* AIM A *
Retype the rows below without any changes, starting at the line that contains "Kindly give the mask of every instance of the flower" and ending at the line that contains "306 157 L 290".

* DOCUMENT EXTRACT *
■ ■ ■ ■ ■ ■ ■

We are looking for 1-2 papers on South-Asian countries, as requested by the
journal. Pls circulate among those who might have interest.

This is for a special issue on City, Culture, Society, and the theme
is: *Subcultures
in Worlding Asian Cities. *

*The SI proposal is below:*

*Subcultures in Worlding Asian Cities: Strategies, Prospects, Outcomes*



June Wang (City University of Hong Kong)

T.C. Chang (National University of Singapore)

Justin O’Conner (Monash University)



*Background *



Asian cities are fertile sites, not for following established pathway or
master blueprint, but for a plethora of situated experiments that reinvent
what urban norms now count as ‘global’ (Ong, 2011: 2)



The presence of subcultures is increasingly being recognized, popularized
and even commercialized in many Asian cities. From Singapore to Lishui,
Taipei to Malacca, a new verbal virtue of subculture-chic is in the making,
prized by mayors, corporates, entrepreneurs and consumers with an appetite
for the new chic in town. This evolving trend is bringing formerly unknown
practitioners of subculture into whirlpools of urban activities and
development plans. Two issues merit further examination in the context of
subcultures in cities. The first is the process of subcultural evolution
and change shaped by multiple and intertwined forces of subversive power,
marginal identity construction, and taste-driven consumer-capitalism.
Scholarship on subcultures and cultural hybridity has progressed from the
early Chicago School to the University of Birmingham’s Centre for
Contemporary Cultural Studies (CCCS) and today, an increasing collection of
post-subculture theses (Thornton, 1995; Gelder, 2007). In Asian cities, the
role of state intervention entailing political surveillance, repression and
more recently, subcultural embracement is particularly noteworthy.



Secondly, subcultures are mobile and always in the process of becoming,
feeding into but also being fed by the process of urban change. What
constitutes the new subcultural chic in Asian cities, ranging from
graffiti, hip-hop music, trade-painting, hacker-maker movements to peasant
theatre, are born from multiple sources and influences in local and
trans-local settings. While some cultural forms are evidently imported from
the West, others are disembodied from their rural terrains and projected
onto the national and international stage. Mutations emerge from encounters
between subcultures in their homeland and situational forces in new host
locales that are unavoidably inscribed with local political, cultural and
economic influences. The mutability of subcultures is what we hope to
unravel through the theoretical approach of ‘worlding’.



Worlding has been debated by scholars in post-structuralist and
post-colonial schools. Following Gayatri Spivak, scholars concur that
worlding may be read as an art of emergence, an art of being in the world
through which former marginalized, less-civilized agents, from peripheries
of third world countries to subordinated social groups and subaltern
individuals, challenge universalist world systems. For scholars like Hardt,
Negri (2017) and Wilson (2007) etc., worlding is the agency of the
multitude, the collective action of which serves as a counter global
capitalist force that has the potential to rewrite the rules of urbanism
and urbanization. Ong and Roy’s (2011) reading of worlding focuses on
body-environment interaction to explore how cities are converted to a field
of intervention through three types of worlding. First, worlding may be
interpreted as the action of modelling, so as to establish and affirm
authority of a given locale for the subsequent hard-sell of its image and
know-hows to prospective investors, visitors and skilled talent; second,
worlding may be citing actions that mobilise and channel the flow of ideas
and knowledge between two destinations; third, worlding might also take the
form of a shared vision of what a modern city should and can be, forged by
a wide range of actors including the state, local elites, the middle class
and even the poor and disenfranchised.

■ ■ ■ ■ ■ ■ ■

* AIM B *
Condense the paragraph of the special issue proposal that begins "Secondly, subcultures are mobile" into a shorter version that keeps its main facts.

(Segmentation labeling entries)
■ ■ ■ ■ ■ ■ ■

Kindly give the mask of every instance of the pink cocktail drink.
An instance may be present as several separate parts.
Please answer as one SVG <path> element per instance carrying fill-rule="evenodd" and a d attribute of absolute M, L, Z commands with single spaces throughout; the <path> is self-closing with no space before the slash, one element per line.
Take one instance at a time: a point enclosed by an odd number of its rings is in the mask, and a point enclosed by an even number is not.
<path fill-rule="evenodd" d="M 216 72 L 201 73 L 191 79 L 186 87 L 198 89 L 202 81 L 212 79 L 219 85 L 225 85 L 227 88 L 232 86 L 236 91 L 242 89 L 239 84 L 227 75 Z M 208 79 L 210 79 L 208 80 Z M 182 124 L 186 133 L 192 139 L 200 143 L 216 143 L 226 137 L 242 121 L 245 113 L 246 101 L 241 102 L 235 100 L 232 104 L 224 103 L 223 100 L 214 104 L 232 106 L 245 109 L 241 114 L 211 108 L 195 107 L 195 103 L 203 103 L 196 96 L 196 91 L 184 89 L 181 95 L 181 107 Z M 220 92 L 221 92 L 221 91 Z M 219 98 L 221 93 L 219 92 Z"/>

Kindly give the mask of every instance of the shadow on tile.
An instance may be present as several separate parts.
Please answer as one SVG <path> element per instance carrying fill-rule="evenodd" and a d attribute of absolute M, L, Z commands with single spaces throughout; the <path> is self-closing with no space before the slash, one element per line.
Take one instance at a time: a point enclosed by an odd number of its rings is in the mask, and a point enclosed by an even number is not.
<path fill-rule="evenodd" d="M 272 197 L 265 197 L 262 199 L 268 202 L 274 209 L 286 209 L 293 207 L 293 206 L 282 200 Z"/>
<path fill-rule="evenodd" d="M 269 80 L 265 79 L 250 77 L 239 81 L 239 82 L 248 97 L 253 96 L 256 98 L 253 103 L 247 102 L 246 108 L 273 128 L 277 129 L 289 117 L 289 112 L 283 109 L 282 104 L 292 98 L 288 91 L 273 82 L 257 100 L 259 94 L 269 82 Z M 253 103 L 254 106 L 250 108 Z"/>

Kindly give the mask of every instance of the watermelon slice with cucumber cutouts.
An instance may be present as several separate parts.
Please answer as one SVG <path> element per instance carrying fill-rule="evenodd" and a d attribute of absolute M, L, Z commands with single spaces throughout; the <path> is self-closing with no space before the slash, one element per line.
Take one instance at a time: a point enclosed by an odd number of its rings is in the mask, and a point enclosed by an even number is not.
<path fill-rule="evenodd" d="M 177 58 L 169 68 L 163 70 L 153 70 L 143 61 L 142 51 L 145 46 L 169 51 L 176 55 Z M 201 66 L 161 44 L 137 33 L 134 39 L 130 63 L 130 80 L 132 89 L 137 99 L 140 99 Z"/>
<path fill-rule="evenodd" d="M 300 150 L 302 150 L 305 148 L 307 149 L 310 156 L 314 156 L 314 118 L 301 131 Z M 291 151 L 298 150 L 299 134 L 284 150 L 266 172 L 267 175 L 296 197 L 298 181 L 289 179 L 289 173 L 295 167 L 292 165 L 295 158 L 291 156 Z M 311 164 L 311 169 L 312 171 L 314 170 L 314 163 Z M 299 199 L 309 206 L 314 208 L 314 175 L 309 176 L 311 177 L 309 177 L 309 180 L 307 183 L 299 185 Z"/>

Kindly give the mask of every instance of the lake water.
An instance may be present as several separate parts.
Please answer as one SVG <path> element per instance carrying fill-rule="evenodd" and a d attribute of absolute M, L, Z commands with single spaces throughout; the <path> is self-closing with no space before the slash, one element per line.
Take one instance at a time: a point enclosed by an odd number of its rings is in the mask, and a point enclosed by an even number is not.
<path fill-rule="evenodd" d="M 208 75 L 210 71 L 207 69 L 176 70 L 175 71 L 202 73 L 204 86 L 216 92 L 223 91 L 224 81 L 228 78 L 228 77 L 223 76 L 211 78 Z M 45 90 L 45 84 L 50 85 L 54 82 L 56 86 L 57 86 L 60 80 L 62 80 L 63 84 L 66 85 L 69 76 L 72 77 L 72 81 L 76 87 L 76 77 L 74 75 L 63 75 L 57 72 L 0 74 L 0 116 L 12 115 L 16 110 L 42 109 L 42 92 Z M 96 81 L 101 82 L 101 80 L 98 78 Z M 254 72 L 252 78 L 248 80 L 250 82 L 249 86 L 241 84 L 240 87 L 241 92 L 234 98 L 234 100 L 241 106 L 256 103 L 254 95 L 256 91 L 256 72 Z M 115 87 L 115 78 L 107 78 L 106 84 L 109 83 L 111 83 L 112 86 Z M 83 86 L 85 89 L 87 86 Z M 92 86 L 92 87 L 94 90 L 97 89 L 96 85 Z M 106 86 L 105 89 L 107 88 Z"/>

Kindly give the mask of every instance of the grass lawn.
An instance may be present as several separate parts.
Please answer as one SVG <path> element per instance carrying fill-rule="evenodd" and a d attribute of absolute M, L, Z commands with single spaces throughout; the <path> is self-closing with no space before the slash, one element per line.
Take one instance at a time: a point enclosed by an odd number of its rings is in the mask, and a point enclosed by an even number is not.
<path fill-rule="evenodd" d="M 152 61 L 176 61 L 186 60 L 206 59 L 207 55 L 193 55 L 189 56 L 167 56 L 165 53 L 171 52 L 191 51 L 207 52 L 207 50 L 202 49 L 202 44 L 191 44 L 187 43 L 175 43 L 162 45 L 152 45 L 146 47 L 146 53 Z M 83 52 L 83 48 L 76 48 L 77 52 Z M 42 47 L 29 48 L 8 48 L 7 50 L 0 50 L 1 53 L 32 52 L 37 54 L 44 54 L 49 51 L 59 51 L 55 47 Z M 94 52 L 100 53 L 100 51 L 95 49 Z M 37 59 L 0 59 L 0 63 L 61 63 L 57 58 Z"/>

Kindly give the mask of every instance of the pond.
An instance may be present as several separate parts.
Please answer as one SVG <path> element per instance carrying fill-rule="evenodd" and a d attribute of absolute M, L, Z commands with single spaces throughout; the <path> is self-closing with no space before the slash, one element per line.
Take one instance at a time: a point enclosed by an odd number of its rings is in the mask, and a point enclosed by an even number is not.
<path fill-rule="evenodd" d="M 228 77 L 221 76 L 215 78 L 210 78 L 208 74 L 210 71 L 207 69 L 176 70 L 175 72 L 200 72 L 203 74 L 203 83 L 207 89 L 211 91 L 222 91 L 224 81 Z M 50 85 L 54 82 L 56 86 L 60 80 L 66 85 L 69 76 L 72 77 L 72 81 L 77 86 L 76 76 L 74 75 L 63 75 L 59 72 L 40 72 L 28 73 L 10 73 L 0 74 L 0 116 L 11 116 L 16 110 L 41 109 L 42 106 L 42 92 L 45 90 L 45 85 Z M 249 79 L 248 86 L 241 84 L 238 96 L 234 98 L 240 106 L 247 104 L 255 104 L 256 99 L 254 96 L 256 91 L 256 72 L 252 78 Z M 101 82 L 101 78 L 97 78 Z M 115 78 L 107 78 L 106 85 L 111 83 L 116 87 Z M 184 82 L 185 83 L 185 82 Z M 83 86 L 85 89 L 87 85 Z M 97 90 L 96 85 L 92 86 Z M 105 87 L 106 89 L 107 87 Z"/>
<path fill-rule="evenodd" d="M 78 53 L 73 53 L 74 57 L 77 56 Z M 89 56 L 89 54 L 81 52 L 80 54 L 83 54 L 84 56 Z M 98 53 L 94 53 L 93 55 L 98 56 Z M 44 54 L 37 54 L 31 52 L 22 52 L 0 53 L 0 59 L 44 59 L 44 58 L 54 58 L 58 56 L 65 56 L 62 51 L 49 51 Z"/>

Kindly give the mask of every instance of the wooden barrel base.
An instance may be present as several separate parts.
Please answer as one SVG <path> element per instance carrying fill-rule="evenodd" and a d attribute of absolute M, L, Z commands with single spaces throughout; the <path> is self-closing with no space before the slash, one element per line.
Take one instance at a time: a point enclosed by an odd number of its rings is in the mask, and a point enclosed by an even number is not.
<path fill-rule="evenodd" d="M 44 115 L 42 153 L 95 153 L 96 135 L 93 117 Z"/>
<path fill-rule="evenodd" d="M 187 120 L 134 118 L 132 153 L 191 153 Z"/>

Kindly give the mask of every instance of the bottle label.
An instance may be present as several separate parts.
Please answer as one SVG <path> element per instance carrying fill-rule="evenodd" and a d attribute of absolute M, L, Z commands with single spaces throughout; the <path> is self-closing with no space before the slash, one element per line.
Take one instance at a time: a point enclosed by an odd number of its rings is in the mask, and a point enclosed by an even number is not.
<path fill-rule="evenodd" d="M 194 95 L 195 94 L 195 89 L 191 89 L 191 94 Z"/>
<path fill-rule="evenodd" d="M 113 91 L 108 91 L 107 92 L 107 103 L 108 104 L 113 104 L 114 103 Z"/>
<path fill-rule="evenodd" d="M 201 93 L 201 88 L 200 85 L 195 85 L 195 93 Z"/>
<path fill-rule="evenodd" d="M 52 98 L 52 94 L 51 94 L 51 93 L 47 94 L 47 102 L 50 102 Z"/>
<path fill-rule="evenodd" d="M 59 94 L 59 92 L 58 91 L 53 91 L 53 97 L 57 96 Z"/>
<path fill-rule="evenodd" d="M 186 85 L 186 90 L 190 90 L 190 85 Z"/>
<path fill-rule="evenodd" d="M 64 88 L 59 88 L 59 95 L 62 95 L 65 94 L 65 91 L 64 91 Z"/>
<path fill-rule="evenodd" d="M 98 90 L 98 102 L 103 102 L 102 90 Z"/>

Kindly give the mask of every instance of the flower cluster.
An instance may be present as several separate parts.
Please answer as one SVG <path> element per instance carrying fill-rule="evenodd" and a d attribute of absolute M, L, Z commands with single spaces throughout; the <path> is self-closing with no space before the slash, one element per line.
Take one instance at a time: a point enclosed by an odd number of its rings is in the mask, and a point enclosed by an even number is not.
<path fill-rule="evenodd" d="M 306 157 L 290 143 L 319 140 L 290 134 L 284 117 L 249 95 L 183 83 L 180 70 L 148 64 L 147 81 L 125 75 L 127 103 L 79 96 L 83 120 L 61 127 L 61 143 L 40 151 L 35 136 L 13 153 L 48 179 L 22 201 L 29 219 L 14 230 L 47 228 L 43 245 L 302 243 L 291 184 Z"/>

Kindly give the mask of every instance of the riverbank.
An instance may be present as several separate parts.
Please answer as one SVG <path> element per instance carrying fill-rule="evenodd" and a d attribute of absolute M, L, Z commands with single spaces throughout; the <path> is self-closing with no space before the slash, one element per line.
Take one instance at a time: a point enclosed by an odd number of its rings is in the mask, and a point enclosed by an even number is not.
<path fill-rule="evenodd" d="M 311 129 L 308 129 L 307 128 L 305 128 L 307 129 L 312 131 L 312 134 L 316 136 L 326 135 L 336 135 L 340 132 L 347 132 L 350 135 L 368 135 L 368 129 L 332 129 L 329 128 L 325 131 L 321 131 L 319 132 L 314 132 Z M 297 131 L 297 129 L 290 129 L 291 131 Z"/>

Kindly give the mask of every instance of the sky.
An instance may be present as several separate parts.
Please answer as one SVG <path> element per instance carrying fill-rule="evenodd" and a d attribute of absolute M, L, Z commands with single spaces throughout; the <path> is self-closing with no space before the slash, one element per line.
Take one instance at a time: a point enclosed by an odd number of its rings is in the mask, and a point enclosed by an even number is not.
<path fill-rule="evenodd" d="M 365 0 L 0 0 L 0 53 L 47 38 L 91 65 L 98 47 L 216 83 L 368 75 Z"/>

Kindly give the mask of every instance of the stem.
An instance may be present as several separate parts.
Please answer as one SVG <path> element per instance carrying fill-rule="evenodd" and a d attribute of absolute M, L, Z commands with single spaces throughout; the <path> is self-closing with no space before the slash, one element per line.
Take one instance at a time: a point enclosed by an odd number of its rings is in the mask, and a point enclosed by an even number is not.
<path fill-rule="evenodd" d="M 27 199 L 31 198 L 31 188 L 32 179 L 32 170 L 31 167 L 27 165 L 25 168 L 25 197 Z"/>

■ ■ ■ ■ ■ ■ ■

* RESPONSE A *
Kindly give the mask of every instance of the flower cluster.
An instance may be present as several separate parts.
Please answer as one SVG <path> element per instance carrying fill-rule="evenodd" and a d attribute of absolute M, L, Z commands with single spaces throughout; the <path> is self-closing with no space before the slash, one element per line.
Take one instance at a time: a point enclosed by an odd number of its rings is in the mask, and a point enclosed by an even number is not.
<path fill-rule="evenodd" d="M 306 157 L 290 143 L 319 140 L 290 134 L 284 117 L 249 95 L 183 83 L 180 70 L 148 64 L 147 81 L 125 75 L 127 103 L 79 96 L 83 120 L 61 127 L 61 143 L 40 151 L 35 136 L 13 153 L 48 179 L 22 201 L 29 219 L 14 230 L 47 228 L 43 245 L 302 243 L 291 184 Z"/>

* RESPONSE B *
Subcultures are mobile and always changing. They both feed into urban change and are fed by it. The new subcultural chic in Asian cities includes graffiti, hip-hop music, trade-painting, hacker-maker movements and peasant theatre. It comes from many local and trans-local sources. Some forms are imported from the West, while others are taken from their rural terrains onto national and international stages. Mutations arise when subcultures from a homeland meet situational forces in new host locales shaped by local political, cultural and economic influences. The authors hope to unravel this mutability through the theoretical approach of "worlding."